TEXTO CITADO.
● ● ● ●
Los banqueros clandestinos de la migración irregular
El sistema tradicional de transferencias de dinero ‘hawala’ ejerce de banco para los traficantes de personas y de aseguradora para los migrantes en las rutas migratorias hacia la UE y el Reino Unido
Zanyar sentía que no había un futuro para él en su tierra. Así que, como muchos otros jóvenes de la región autónoma del Kurdistán iraquí, decidió partir. Su padre, Mustafa, le comprende: “Desde la crisis del Daesh [la organización terrorista autodenominada Estado Islámico], todo ha ido a peor”. Él mismo, un militar peshmerga que luchó valientemente contra los yihadistas en 2015 y 2016 junto a militares occidentales, solo recibe su salario cada dos o tres meses debido a la parálisis política y la situación económica del país. “Zanyar dejó los estudios. Decía que otros que se graduaban tampoco encontraban trabajo. Y sin trabajo, ¿cómo iba a asentarse, casarse, formar una familia? Quería llegar al Reino Unido y establecerse como barbero”, relata.
Pero los sueños de Zanyar naufragaron en el canal de la Mancha durante la madrugada del 24 de noviembre de 2021. La lancha en que viajaba se hundió y la mayoría de sus cerca de treinta ocupantes murieron ahogados o por hipotermia, sin que los guardacostas acudiesen a rescatarlos a tiempo; un incidente que todavía se investiga en los tribunales y por el que Francia y el Reino Unido se reparten las culpas con la red de traficantes.
Alcanzar Europa por la vía irregular no es solamente difícil y peligroso, también es extremadamente caro. El cruce desde las costas de Turquía a las islas griegas, en una lancha hinchable abarrotada, puede costar entre 1.000 y 3.000 euros, dependiendo de la estación del año. La vía legal, en un ferry, cuesta unos 20 euros. Un billete de avión entre Estambul y cualquier ciudad de Italia no alcanza los 300 euros, mientras que, para el migrante irregular, el viaje puede superar los 10.000. Atravesar el canal de la Mancha en barco vale unos 35 euros para quien dispone de un visado. Sin visado y en patera, en cambio, supone desembolsar hasta 3.000 euros y arriesgarse a morir.
“Ponemos toda nuestra vida en este viaje. Acumulamos muchas deudas para pagar a los traficantes y todo lo necesario durante el viaje”, se lamentaba el pasado julio un migrante que esperaba su turno en la costa francesa frente al Reino Unido, la última que vio Zanyar antes de que las aguas del canal de la Mancha se lo tragaran para siempre. El padre del joven kurdo hubo de empeñar parte de sus tierras para financiar la travesía de su hijo.
La práctica ausencia de vías legales para emigrar a la Unión Europea ha creado oportunidades de negocio para las redes criminales. Cálculos basados en datos de ACNUR, Europol, la agencia europea Frontex e informes de expertos sitúan entre 300 y 700 millones de euros anuales las ganancias de estas redes de traficantes en sus rutas hacia Europa. Y allá donde se generan importantes cantidades de dinero, por muy ilegal que sea, es necesaria una estructura financiera. Algo parecido a un banco.
● ● ● ●
LISTA DE ENTRADAS.
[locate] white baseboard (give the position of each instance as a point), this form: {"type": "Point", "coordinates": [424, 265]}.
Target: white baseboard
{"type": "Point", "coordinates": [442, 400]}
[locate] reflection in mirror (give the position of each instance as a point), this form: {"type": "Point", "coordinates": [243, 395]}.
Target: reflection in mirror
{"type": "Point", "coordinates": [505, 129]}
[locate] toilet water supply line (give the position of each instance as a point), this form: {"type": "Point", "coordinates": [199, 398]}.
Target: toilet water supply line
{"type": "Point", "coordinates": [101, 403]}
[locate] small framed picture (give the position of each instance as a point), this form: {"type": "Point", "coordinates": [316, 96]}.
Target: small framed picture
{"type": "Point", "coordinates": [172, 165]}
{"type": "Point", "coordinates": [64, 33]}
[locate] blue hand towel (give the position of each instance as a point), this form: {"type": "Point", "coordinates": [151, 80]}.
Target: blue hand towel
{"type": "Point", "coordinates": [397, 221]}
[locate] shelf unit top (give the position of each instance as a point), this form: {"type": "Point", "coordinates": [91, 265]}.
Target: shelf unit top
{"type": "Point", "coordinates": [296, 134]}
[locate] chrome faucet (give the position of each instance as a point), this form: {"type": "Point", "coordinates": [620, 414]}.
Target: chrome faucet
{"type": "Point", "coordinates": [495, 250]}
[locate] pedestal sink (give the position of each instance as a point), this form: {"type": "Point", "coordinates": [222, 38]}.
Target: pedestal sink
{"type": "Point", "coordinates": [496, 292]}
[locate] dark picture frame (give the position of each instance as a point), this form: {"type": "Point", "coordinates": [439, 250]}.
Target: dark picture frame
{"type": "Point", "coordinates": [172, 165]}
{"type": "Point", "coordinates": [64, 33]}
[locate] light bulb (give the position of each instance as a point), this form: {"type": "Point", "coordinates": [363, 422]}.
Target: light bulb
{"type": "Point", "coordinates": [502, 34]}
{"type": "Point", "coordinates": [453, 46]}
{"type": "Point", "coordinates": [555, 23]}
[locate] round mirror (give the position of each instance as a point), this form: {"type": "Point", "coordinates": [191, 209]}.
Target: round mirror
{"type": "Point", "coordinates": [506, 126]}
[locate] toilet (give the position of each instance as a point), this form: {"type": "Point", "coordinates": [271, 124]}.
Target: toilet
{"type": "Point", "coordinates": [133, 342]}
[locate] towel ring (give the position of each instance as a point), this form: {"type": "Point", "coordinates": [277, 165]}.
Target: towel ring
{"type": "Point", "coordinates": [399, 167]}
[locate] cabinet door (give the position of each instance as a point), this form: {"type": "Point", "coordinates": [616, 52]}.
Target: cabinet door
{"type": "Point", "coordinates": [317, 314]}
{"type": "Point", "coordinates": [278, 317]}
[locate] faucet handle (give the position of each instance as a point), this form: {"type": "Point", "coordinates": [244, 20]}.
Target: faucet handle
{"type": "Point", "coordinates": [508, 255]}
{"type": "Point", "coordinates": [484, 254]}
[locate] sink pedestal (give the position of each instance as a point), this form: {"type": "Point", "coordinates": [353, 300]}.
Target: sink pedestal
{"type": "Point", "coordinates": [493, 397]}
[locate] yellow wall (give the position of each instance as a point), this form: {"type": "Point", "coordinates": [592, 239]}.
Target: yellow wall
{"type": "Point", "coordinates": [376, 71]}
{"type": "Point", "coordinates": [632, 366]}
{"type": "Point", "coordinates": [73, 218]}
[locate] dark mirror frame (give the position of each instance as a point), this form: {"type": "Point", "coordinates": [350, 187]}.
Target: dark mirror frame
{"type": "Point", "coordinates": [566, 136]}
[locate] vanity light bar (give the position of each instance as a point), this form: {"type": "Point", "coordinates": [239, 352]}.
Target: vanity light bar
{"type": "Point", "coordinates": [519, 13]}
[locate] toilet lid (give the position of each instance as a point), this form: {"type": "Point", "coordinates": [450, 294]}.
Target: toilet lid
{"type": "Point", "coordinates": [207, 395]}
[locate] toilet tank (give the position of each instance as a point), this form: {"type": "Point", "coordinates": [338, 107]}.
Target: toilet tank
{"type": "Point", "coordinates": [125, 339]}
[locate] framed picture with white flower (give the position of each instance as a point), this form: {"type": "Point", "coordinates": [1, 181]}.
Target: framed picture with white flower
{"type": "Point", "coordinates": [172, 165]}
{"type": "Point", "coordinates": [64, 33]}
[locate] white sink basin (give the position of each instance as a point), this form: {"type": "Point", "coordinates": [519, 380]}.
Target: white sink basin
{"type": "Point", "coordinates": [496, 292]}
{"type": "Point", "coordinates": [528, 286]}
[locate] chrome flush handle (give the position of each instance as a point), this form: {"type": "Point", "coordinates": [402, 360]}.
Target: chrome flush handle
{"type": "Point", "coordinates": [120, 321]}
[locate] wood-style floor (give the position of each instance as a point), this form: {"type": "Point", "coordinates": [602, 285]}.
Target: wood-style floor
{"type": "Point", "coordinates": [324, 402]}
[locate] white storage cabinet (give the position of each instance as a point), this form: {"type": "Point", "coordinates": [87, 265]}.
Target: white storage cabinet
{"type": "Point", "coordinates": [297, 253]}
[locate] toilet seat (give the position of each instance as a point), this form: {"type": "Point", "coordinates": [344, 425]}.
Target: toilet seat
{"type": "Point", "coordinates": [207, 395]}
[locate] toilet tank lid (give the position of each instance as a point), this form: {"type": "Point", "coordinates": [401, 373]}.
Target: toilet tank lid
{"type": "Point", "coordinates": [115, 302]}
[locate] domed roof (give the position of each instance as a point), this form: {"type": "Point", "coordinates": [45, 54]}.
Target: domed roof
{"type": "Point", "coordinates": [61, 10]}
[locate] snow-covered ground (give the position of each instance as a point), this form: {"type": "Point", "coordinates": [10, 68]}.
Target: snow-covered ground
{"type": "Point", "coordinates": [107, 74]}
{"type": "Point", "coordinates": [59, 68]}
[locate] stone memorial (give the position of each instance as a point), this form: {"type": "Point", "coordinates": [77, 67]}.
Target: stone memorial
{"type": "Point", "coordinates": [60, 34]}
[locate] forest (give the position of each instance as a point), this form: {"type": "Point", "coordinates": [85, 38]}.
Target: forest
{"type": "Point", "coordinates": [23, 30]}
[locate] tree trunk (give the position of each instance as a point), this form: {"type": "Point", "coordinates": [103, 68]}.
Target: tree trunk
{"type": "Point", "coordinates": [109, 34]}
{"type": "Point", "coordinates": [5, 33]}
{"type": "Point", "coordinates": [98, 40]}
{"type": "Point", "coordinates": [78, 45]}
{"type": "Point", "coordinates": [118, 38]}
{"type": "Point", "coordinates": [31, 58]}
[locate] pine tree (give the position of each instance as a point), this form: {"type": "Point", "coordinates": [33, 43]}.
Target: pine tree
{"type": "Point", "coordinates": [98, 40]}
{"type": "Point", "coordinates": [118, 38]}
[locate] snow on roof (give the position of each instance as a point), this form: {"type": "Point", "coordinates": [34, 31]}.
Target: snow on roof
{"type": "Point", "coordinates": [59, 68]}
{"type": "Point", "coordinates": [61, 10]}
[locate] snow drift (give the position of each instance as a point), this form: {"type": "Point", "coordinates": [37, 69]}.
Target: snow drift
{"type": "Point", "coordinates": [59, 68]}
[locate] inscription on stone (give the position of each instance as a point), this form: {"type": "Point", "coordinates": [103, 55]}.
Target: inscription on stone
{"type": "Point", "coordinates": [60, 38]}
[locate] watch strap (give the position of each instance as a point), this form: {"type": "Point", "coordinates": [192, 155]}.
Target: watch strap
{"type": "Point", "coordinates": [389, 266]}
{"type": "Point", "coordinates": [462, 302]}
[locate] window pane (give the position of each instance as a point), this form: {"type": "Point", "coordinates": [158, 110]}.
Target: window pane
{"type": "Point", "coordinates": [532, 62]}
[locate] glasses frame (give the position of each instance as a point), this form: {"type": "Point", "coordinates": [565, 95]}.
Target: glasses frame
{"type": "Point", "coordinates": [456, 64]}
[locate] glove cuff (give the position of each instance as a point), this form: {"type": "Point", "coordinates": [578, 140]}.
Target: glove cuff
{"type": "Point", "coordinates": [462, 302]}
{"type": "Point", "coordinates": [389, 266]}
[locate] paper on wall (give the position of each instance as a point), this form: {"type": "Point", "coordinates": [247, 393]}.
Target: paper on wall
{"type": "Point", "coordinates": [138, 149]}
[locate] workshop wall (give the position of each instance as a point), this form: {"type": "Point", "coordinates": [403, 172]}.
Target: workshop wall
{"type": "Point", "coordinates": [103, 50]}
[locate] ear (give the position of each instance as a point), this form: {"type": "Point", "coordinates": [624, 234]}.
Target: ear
● ● ● ●
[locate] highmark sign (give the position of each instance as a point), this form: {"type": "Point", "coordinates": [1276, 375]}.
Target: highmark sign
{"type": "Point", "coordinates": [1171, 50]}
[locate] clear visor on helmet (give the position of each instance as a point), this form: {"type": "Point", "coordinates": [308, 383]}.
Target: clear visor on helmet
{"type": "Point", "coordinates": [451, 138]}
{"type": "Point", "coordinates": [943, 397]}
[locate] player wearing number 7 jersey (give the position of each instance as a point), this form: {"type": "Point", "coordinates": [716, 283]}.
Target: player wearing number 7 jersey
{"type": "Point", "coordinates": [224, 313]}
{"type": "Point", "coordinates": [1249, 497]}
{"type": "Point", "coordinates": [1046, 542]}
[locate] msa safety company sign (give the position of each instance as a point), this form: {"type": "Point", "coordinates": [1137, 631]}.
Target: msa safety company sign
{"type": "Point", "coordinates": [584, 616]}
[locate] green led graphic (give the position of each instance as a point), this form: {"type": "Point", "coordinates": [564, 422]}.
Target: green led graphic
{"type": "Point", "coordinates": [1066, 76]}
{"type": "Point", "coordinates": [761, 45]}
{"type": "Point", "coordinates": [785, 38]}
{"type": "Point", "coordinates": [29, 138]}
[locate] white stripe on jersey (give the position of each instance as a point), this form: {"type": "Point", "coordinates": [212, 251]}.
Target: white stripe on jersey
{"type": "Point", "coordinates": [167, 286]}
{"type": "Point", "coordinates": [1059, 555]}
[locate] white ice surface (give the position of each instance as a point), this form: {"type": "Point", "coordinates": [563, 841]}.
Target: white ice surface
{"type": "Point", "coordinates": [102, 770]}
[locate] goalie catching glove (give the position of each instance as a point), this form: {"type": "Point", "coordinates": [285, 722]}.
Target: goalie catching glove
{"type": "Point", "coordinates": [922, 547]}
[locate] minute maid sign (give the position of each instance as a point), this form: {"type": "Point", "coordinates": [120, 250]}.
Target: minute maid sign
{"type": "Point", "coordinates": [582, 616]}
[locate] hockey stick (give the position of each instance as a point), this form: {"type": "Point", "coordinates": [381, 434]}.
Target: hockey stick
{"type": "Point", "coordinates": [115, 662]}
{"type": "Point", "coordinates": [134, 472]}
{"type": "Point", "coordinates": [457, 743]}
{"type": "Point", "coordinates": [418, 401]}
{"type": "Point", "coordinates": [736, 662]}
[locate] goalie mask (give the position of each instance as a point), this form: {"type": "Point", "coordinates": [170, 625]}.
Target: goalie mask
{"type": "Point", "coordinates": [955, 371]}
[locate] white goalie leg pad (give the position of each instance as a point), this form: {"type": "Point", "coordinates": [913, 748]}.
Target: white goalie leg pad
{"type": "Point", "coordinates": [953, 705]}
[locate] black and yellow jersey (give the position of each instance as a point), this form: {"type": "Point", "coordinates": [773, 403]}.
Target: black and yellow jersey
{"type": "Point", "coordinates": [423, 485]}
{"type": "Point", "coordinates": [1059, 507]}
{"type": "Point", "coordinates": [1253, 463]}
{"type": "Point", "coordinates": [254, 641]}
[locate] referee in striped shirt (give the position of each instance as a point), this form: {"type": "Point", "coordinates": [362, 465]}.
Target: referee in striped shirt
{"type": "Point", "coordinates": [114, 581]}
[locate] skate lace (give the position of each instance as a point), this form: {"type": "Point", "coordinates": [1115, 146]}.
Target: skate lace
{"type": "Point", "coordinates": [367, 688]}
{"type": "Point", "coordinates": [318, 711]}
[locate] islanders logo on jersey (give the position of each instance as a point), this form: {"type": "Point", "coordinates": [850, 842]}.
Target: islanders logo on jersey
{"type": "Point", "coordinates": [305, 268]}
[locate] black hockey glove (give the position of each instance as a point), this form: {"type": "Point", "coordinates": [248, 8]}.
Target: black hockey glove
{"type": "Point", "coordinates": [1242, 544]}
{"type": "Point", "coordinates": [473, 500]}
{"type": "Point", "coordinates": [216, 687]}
● ● ● ●
TAREAS.
#1 En el texto sobre los banqueros de la migración irregular, ¿qué organismos aportan los datos con los que se calculan las ganancias de las redes de traficantes? Nómbralos todos.
#2 Continúa el texto sobre los banqueros de la migración irregular a partir de su última oración.

RESPUESTAS.
#1 ACNUR, Europol y Frontex.

#2
Durante el último año, un grupo de periodistas ha investigado la ruta migratoria utilizada por Zanyar para averiguar cómo funcionan los métodos de pago y cómo se mueve este dinero. Se ha entrevistado a decenas de personas en Irak, Turquía, España, Italia, Francia y el Reino Unido, desde migrantes a traficantes, intermediarios, fuentes policiales, judiciales y expertas.
La red hawala
En el Mercado de Cambistas de Erbil (Irak), también conocido como el Bazar de los Dólares, los vendedores se mueven con bloques de billetes del tamaño de una televisión antigua. En una esquina, varios hombres vociferan grandes cantidades de dinero —dólares estadounidenses, dinares iraquíes, libras sirias― que ofrecen cambiar al mejor postor. El dinero pasa constantemente de una mano a otra, y de otra a una, como en el parqué de cualquier Bolsa, aunque esta tenga un aspecto más bien desastrado. Decenas de oficinas de giros postales pueblan las calles, los pasillos y los subterráneos del bazar. Algunas trabajan con Irán, otras envían dinero únicamente a Alemania y Francia, otras tienen socios en toda Europa, otras aseguran que pueden girar dinero a todos los países del mundo. Pero, en lugar de los canales habituales de la banca internacional, muchas emplean el hawala.
El hawala es un sistema tan antiguo como la Ruta de la Seda, cuando se utilizaba precisamente para facilitar los pagos entre comerciantes y evitarles tener que cargar con grandes sumas de dinero en sus largos periplos. Funciona de la siguiente manera: un individuo en un lugar A acude a un hawaladar — el encargado de hacer hawala— y le entrega una determinada cantidad de dinero que desea enviar a otro individuo en un lugar B. El hawaladar de A se comunica con un hawaladar de B y le solicita que desembolse la cantidad acordada al receptor, que se identificará con un token o código de seguridad pactado en el país A. El hawaladar de A contrae así una deuda con el de B, que será compensada gracias a transferencias similares en la dirección opuesta.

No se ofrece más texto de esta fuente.